Items listed in a dataset:
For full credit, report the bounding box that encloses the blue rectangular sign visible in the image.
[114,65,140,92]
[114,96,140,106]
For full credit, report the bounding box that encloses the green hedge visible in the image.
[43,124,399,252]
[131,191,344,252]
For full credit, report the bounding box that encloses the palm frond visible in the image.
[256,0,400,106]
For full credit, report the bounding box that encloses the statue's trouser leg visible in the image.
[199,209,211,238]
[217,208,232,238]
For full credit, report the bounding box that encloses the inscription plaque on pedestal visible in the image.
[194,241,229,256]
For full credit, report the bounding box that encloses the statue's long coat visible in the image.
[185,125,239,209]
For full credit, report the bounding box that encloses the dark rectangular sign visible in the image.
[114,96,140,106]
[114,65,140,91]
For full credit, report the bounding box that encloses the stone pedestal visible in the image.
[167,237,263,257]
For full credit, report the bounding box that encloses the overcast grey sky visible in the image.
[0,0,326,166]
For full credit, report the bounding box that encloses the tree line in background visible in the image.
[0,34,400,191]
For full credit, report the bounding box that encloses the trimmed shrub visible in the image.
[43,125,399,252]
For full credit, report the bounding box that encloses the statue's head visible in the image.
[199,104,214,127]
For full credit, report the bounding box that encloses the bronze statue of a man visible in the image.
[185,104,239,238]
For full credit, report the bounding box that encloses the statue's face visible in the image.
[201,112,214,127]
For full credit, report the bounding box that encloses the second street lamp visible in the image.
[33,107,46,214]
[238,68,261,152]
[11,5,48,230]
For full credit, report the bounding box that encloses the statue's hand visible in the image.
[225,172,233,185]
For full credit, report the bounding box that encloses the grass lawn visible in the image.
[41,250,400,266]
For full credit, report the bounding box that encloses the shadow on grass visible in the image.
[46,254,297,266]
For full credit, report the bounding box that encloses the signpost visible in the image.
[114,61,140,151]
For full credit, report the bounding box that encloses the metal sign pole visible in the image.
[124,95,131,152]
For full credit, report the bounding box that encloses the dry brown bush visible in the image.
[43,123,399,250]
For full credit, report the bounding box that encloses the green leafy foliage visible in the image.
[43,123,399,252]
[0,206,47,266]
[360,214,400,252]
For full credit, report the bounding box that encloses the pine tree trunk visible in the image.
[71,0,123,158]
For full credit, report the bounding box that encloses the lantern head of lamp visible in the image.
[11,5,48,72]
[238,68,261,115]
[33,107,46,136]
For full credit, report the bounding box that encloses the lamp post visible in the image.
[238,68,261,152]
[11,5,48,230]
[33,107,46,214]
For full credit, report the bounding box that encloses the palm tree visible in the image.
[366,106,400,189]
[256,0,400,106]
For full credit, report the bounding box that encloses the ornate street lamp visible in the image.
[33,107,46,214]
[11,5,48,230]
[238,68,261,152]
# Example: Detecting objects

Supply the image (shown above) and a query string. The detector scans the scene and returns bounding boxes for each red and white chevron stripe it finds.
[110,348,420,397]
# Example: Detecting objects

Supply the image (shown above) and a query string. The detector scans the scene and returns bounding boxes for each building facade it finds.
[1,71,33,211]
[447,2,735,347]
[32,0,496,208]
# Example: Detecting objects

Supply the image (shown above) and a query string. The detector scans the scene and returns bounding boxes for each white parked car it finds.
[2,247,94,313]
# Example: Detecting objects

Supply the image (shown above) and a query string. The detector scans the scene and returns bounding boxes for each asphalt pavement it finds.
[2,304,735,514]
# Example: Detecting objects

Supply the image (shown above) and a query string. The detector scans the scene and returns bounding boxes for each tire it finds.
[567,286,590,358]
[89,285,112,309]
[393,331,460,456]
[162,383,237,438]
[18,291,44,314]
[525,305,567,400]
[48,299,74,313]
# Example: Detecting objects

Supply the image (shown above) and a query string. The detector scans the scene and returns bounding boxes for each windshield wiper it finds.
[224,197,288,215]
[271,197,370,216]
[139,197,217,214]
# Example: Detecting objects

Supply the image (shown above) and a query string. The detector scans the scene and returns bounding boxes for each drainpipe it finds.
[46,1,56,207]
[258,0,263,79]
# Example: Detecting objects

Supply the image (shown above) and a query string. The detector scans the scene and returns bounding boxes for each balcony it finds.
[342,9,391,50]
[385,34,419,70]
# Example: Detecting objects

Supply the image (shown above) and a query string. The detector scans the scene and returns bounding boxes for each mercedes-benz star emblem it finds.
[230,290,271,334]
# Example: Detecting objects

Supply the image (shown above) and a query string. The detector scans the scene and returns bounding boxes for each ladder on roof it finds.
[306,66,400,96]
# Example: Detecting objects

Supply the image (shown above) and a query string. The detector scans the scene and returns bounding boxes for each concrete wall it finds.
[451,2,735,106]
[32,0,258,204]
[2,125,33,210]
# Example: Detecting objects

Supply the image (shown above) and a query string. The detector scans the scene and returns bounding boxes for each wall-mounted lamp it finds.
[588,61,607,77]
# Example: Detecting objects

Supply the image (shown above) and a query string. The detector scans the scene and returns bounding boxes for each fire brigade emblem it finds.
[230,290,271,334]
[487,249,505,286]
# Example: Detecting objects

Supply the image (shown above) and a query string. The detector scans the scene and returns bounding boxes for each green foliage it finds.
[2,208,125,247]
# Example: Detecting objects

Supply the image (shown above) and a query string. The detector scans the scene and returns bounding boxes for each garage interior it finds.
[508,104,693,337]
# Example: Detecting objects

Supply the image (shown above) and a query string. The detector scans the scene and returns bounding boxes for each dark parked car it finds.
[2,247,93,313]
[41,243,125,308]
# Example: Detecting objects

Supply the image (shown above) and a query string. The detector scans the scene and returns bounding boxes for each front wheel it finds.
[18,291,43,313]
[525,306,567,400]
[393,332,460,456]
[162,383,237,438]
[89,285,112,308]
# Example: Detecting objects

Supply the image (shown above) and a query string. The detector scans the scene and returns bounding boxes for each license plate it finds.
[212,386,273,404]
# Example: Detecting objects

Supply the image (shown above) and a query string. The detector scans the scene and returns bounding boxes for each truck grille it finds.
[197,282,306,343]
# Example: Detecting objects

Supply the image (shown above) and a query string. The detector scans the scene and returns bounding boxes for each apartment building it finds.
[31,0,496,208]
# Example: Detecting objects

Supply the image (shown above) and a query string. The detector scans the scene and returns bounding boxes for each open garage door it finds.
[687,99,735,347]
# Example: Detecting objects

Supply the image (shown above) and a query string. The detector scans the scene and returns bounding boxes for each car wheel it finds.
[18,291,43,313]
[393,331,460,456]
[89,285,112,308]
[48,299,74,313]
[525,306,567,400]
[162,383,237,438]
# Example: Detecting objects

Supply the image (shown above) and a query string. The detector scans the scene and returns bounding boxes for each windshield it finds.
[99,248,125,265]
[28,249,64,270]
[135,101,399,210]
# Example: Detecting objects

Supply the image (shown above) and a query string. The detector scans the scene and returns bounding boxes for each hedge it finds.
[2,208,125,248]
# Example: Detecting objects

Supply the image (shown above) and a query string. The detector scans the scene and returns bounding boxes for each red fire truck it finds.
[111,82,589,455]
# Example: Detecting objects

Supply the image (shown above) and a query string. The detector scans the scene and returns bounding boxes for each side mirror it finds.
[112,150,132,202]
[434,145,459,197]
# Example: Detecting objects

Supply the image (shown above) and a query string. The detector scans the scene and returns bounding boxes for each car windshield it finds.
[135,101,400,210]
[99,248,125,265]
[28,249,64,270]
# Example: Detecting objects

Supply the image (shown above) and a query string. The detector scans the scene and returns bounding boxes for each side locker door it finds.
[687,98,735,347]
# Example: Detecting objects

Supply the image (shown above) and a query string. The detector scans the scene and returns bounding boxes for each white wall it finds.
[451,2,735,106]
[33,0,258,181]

- [Problem description] Format every line of the items above as a JSON list of strings, one string per line, with blank lines omitted.

- [Written solution]
[
  "For full credit, report the bounding box that encloses the blue rectangular sign visible in the image.",
  "[114,65,140,92]",
  "[114,96,140,106]",
  "For full credit, report the bounding box that encloses the green hedge visible in the image.",
  "[43,124,399,252]",
  "[131,191,344,252]",
  "For full credit, report the bounding box that encloses the palm frond visible in the image.",
  "[256,0,400,106]",
  "For full credit, report the bounding box that encloses the statue's trouser leg visible in the image.",
  "[199,209,211,238]",
  "[217,208,232,238]",
  "For full credit, report the bounding box that encloses the inscription plaque on pedestal visible in the image.",
  "[194,241,229,256]",
  "For full credit, report the bounding box that encloses the statue's long coat visible in the image.",
  "[185,125,239,209]",
  "For full credit, report the bounding box that encloses the dark rectangular sign visible in the image.",
  "[114,96,140,106]",
  "[114,65,140,91]",
  "For full credit, report the bounding box that encloses the stone pedestal visible in the image.",
  "[167,237,263,257]",
  "For full credit, report the bounding box that encloses the overcast grey sky visible in the image.",
  "[0,0,326,166]",
  "For full credit, report the bounding box that encloses the tree line in background visible in the image.",
  "[0,34,400,191]",
  "For full credit, report the bounding box that encloses the trimmed shrub visible in the image.",
  "[43,125,399,252]",
  "For full credit, report the bounding box that encloses the statue's head visible in the image.",
  "[199,104,214,127]",
  "For full credit, report the bounding box that encloses the bronze statue of a man visible in the image.",
  "[185,104,239,238]",
  "For full credit, report the bounding box that encloses the statue's face visible in the image.",
  "[201,112,214,127]",
  "For full credit, report the bounding box that encloses the second street lamp visible in the image.",
  "[33,107,46,214]",
  "[238,68,261,152]",
  "[11,5,48,230]",
  "For full credit, report the bounding box that encloses the statue's hand visible in the image.",
  "[225,172,233,185]",
  "For full credit, report the bounding box that encloses the grass lawn visible in the image.",
  "[41,250,400,266]",
  "For full credit, report the bounding box that encloses the shadow on grass visible in the image.",
  "[46,254,297,266]",
  "For full credit, report the bounding box that encloses the signpost visible in the image.",
  "[114,61,140,151]",
  "For full credit, report the bounding box that encloses the metal sign pole visible in the image.",
  "[124,95,131,152]",
  "For full credit, report the bounding box that encloses the dry brown bush visible in the image.",
  "[43,123,399,250]",
  "For full credit, report the bounding box that encloses the green leafy foliage visible in the image.",
  "[43,123,399,252]",
  "[0,206,47,266]",
  "[360,214,400,252]",
  "For full credit, report the bounding box that encloses the pine tree trunk visible in the image.",
  "[71,0,123,158]",
  "For full credit, report the bounding box that encloses the lantern head of lamp visible in the image.",
  "[11,5,48,72]",
  "[238,68,261,115]",
  "[33,107,46,136]",
  "For full credit, report the bounding box that encloses the lamp post visible in the image.",
  "[238,68,261,152]",
  "[11,5,48,230]",
  "[33,107,46,214]",
  "For full credit, report the bounding box that encloses the palm tree visible in the image.",
  "[366,106,400,189]",
  "[256,0,400,106]",
  "For full credit, report the bounding box that encloses the ornate street lamp visible in the image.",
  "[33,107,46,214]",
  "[11,5,48,230]",
  "[238,68,261,152]",
  "# Example: Detecting objects",
  "Supply the image (shown above) and a query string. The detector scans the scene and returns bounding boxes for each red and white chevron stripe it finds.",
  "[110,348,420,397]",
  "# Example: Detecting objects",
  "Supply the image (shown above) and a query string. The detector scans the scene and returns bounding boxes for each building facade it finds.",
  "[1,71,33,211]",
  "[447,2,735,347]",
  "[32,0,496,208]",
  "# Example: Detecting objects",
  "Supply the image (shown above) and a query string. The detector scans the scene and returns bounding boxes for each white parked car it finds.",
  "[2,247,94,313]",
  "# Example: Detecting objects",
  "Supply the image (shown above) and a query string. The detector scans the scene and returns bounding boxes for each asphalt pavement it finds.",
  "[2,304,735,514]",
  "# Example: Detecting objects",
  "Supply the image (shown above) and a query string. The detector scans the scene and returns bounding boxes for each tire it finds.",
  "[567,286,590,358]",
  "[89,285,112,309]",
  "[393,331,460,456]",
  "[162,383,237,438]",
  "[18,291,44,314]",
  "[525,305,567,400]",
  "[48,299,74,313]",
  "# Example: Detecting objects",
  "Supply the image (shown above) and a query string. The detector scans the scene and returns bounding boxes for each windshield wiper it finds.",
  "[224,197,288,215]",
  "[271,197,370,216]",
  "[139,197,217,214]",
  "# Example: Detecting objects",
  "Supply the image (shown above) and a query string. The detector scans the scene and returns bounding boxes for each drainpipe it finds.",
  "[46,1,56,207]",
  "[258,0,263,79]",
  "# Example: Detecting objects",
  "Supply the image (shown above) and a query string. The detector scans the scene and returns bounding boxes for each balcony it finds.",
  "[342,9,391,50]",
  "[385,34,419,70]",
  "# Example: Detecting objects",
  "Supply the image (shown above) and a query string. The detector scans the scene and returns bounding boxes for each mercedes-benz star emblem it finds.",
  "[230,290,271,334]",
  "# Example: Detecting objects",
  "Supply the image (shown above) and a query string. The detector scans the scene and returns bounding boxes for each ladder on roof it finds.",
  "[306,66,400,96]",
  "# Example: Detecting objects",
  "Supply the image (shown above) and a query string. The detector scans the scene and returns bounding boxes for each concrete wall it finds.",
  "[451,2,735,106]",
  "[32,0,258,204]",
  "[2,125,33,210]",
  "# Example: Detecting objects",
  "Supply the image (shown above) and a query string. The detector scans the scene and returns bounding boxes for each wall-mounted lamp it finds.",
  "[588,61,607,77]",
  "# Example: Detecting objects",
  "Supply the image (shown above) and a query string. The detector scans the scene and returns bounding boxes for each fire brigade emblem it finds.",
  "[230,290,271,334]",
  "[487,249,505,286]",
  "# Example: Detecting objects",
  "Supply the image (shown above) and a query string. The detector scans the scene and returns bounding boxes for each green foliage it finds.",
  "[2,208,125,247]",
  "# Example: Detecting objects",
  "Supply the image (shown above) and a query string. The detector scans the scene and returns bounding boxes for each garage interior it finds.",
  "[508,104,693,337]",
  "# Example: Detecting objects",
  "Supply the image (shown above) and a query string. The detector scans the scene and returns bounding boxes for each dark parked car it finds.",
  "[2,247,93,313]",
  "[41,243,125,308]",
  "# Example: Detecting objects",
  "Supply the image (shown above) and a query string. The detector scans the scene and returns bounding boxes for each front wheel it finds.",
  "[18,291,43,313]",
  "[525,306,567,400]",
  "[393,332,460,456]",
  "[162,383,237,438]",
  "[89,285,112,308]",
  "# Example: Detecting objects",
  "Supply the image (shown above) and a query string. The detector scans the scene and returns bounding boxes for each license plate it finds.",
  "[212,386,273,404]",
  "# Example: Detecting objects",
  "Supply the image (shown above) and a query string. The detector scans the scene and returns bounding boxes for each truck grille it finds.",
  "[197,282,306,343]",
  "# Example: Detecting objects",
  "Supply the image (shown above) and a query string. The detector scans the scene and returns bounding boxes for each apartment building it finds.",
  "[31,0,496,208]",
  "# Example: Detecting objects",
  "Supply the image (shown above) and a query string. The detector scans the scene and returns bounding boxes for each open garage door it finds.",
  "[687,99,735,347]",
  "# Example: Detecting objects",
  "Supply the image (shown above) and a query string. The detector scans the scene and returns bounding boxes for each car wheel it finds.",
  "[18,291,43,313]",
  "[393,331,460,456]",
  "[89,285,112,308]",
  "[48,299,74,313]",
  "[525,306,567,400]",
  "[162,383,237,438]",
  "# Example: Detecting objects",
  "Supply the image (shown above) and a query string. The detector scans the scene and returns bounding boxes for each windshield it finds.",
  "[99,248,125,265]",
  "[28,249,64,270]",
  "[135,101,399,210]",
  "# Example: Detecting objects",
  "Supply the image (shown above) and a query string. The detector scans the scene and returns bounding boxes for each hedge it finds.",
  "[2,208,125,248]",
  "# Example: Detecting objects",
  "Supply the image (shown above) and a query string. The detector scans the scene and returns bounding boxes for each red fire truck it finds.",
  "[111,82,589,455]",
  "# Example: Detecting objects",
  "Supply the image (shown above) and a query string. The detector scans the scene and returns bounding boxes for each side mirror it finds.",
  "[112,150,132,202]",
  "[434,145,459,197]",
  "# Example: Detecting objects",
  "Supply the image (shown above) and a query string. The detector scans the scene and returns bounding boxes for each car windshield it finds.",
  "[135,101,400,210]",
  "[99,248,125,265]",
  "[28,249,64,270]",
  "# Example: Detecting objects",
  "Supply the image (shown above) and a query string. The detector scans the scene and returns bounding boxes for each side locker door it finds.",
  "[687,98,735,347]",
  "# Example: Detecting objects",
  "Supply the image (shown above) and a query string. The detector scans the scene and returns bounding boxes for each white wall it finds.",
  "[451,2,735,106]",
  "[33,0,258,181]"
]